→ Extracto del documento
Con el fin de atizar aun más la furia del
pueblo, los sacerdotes hicieron circular las más terribles calumnias contra los
protestantes. Los culpaban de querer asesinar a los católicos, derribar al
gobierno y matar al rey. Ni sombra de evidencia podían presentar en apoyo de
tales asertos. Sin embargo resultaron siniestras profecías que iban a tener su
cumplimiento, pero en circunstancias diferentes y por muy diversas causas. Las
crueldades que los católicos infligieron a los inocentes protestantes
acumularon en su contra la debida retribución, y en siglos posteriores se
verificó el juicio que habían predicho que sobrevendría sobre el rey, sobre los
súbditos y sobre el gobierno; pero dicho juicio se debió a los incrédulos y a
los mismos papistas. No fue por el establecimiento, sino por la supresión del
protestantismo, por lo que tres siglos más tarde habían de venir sobre Francia
tan espantosas calamidades.
Todas las clases sociales se encontraban ahora
presa de la sospecha, la desconfianza y el terror. En medio de la alarma
general se notó cuán profundamente se habían arraigado las enseñanzas luteranas
en las mentes de los hombres que más [241]
se distinguían por su brillante educación, su influencia y la superioridad de
su carácter. Los puestos más honrosos y de más confianza quedaron de repente
vacantes. Desaparecieron artesanos, impresores, literatos, catedráticos de las
universidades, autores, y hasta cortesanos. A centenares salían huyendo de
París, desterrándose voluntariamente de su propio país, dando así en muchos
casos la primera indicación de que estaban en favor de la Reforma. Los papistas
se admiraban al ver a tantos herejes de quienes no habían sospechado y que
habían sido tolerados entre ellos. Su ira se descargó sobre la multitud de
humildes víctimas que había a su alcance. Las cárceles quedaron atestadas y el
aire parecía obscurecerse con el humo de tantas hogueras en que se hacía morir
a los que profesaban el Evangelio.
Francisco I se vanagloriaba de ser uno de los
caudillos del gran movimiento que hizo revivir las letras a principios del
siglo XVI. Tenía especial deleite en reunir en su corte a literatos de todos
los países. A su empeño de saber, y al desprecio que le inspiraba la ignorancia
y la superstición de los frailes se debía, siquiera en parte, el grado de
tolerancia que había concedido a los reformadores. Pero, en su celo por aniquilar
la herejía, este fomentador del saber expidió un edicto declarando abolida la
imprenta en toda Francia. Francisco I ofrece uno de los muchos ejemplos
conocidos de cómo la cultura intelectual no es una salvaguardia contra la
persecución y la intolerancia religiosa.
Francia, por medio de una ceremonia pública y
solemne, iba a comprometerse formalmente en la destrucción del protestantismo.

→ Datos proporcionados
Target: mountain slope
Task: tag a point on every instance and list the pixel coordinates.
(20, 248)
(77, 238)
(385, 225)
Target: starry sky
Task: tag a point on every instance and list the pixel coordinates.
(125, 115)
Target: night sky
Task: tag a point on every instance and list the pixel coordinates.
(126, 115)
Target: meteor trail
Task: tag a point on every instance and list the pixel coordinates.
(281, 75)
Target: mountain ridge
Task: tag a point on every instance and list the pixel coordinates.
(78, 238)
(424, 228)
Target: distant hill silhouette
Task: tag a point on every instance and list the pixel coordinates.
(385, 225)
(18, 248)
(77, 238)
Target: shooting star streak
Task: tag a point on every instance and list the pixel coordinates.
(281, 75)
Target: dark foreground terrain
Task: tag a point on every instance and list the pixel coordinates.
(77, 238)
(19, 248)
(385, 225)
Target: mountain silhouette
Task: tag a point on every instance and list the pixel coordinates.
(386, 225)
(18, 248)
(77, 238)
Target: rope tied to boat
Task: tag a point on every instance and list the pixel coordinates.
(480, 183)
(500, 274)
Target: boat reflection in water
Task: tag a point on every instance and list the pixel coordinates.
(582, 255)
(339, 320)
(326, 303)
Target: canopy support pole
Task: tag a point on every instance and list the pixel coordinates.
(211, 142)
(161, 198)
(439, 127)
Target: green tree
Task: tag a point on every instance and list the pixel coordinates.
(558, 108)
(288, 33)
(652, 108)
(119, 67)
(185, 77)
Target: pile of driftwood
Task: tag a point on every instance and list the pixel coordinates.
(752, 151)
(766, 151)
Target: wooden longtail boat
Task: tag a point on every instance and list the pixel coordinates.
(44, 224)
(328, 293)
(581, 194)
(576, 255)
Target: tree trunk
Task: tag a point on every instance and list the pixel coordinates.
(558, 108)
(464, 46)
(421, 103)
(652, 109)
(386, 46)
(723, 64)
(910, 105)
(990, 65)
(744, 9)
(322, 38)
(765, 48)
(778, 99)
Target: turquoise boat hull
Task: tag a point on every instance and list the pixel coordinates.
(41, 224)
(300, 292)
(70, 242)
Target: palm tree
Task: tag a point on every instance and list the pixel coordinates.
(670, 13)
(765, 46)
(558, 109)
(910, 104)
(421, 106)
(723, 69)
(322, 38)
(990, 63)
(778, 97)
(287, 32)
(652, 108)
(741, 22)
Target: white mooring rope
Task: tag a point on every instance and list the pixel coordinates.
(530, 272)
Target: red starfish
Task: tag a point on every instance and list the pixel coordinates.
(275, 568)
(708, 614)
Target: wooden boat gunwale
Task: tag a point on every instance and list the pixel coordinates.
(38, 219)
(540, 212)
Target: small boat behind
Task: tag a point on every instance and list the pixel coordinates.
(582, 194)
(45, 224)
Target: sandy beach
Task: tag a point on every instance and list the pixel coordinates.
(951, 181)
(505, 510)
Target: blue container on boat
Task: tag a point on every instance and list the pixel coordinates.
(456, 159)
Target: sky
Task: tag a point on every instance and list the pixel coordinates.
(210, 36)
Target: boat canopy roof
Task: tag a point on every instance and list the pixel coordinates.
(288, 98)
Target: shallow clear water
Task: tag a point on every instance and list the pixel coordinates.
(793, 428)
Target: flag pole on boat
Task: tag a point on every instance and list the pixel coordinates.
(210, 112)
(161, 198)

→ Objetivo planteado 1
Reescriba el fragmento del extracto del documento que se abre con las palabras "Francisco I se" y se cierra con "la intolerancia religiosa.", poniendo "monjes" en lugar de "frailes".
→ Objetivo planteado 2
Según el extracto del documento, ¿qué declaró abolido en toda Francia el edicto de Francisco I?

→ Respuesta solicitada 1
Francisco I se vanagloriaba de ser uno de los
caudillos del gran movimiento que hizo revivir las letras a principios del
siglo XVI. Tenía especial deleite en reunir en su corte a literatos de todos
los países. A su empeño de saber, y al desprecio que le inspiraba la ignorancia
y la superstición de los monjes se debía, siquiera en parte, el grado de
tolerancia que había concedido a los reformadores. Pero, en su celo por aniquilar
la herejía, este fomentador del saber expidió un edicto declarando abolida la
imprenta en toda Francia. Francisco I ofrece uno de los muchos ejemplos
conocidos de cómo la cultura intelectual no es una salvaguardia contra la
persecución y la intolerancia religiosa.

→ Respuesta solicitada 2
La imprenta.